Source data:
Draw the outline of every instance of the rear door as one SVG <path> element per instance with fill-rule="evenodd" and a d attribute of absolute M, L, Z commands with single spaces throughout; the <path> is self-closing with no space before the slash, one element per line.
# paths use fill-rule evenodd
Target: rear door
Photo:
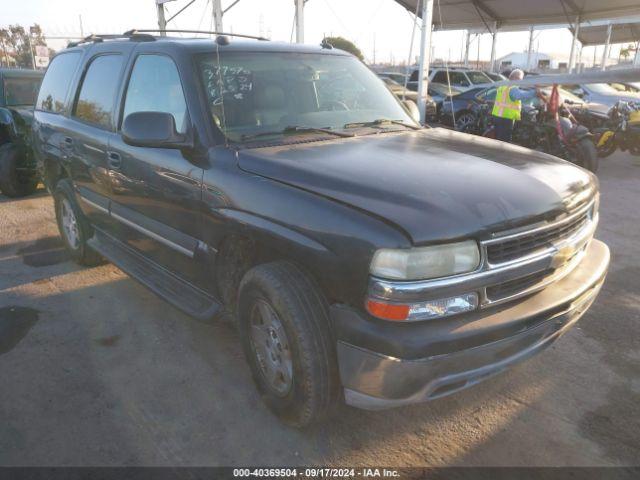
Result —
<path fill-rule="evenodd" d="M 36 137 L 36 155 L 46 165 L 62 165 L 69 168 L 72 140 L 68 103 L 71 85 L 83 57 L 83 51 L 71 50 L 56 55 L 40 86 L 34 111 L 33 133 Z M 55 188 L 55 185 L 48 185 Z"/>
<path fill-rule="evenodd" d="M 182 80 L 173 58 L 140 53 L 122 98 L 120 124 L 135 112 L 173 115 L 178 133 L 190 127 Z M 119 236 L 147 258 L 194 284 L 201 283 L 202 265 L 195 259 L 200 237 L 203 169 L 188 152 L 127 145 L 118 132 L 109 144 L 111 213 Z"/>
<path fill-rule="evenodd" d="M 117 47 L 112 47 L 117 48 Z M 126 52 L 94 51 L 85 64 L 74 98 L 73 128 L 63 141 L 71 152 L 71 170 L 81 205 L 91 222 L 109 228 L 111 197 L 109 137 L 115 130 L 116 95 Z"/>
* * *
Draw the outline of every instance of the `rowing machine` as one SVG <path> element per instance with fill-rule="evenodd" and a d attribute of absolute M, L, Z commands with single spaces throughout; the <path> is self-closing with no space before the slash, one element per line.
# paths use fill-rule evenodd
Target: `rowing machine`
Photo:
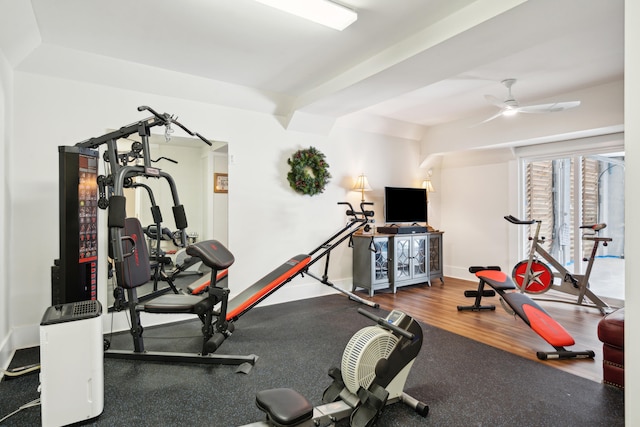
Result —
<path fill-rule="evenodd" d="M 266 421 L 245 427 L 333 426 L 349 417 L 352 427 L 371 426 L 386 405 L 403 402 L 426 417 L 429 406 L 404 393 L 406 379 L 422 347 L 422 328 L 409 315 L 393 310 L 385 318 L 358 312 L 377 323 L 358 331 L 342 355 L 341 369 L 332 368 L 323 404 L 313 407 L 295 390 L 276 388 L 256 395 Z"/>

Work order: Among the lines above, which ones hold the string "rear"? Show them.

Result below:
Draw the outline of every instance of the rear door as one SVG <path> element per instance with fill-rule="evenodd" and a d attribute of absolute M, L, Z commands with single spaces throughout; the <path> is self-closing with no space before the slash, one element per line.
Target: rear door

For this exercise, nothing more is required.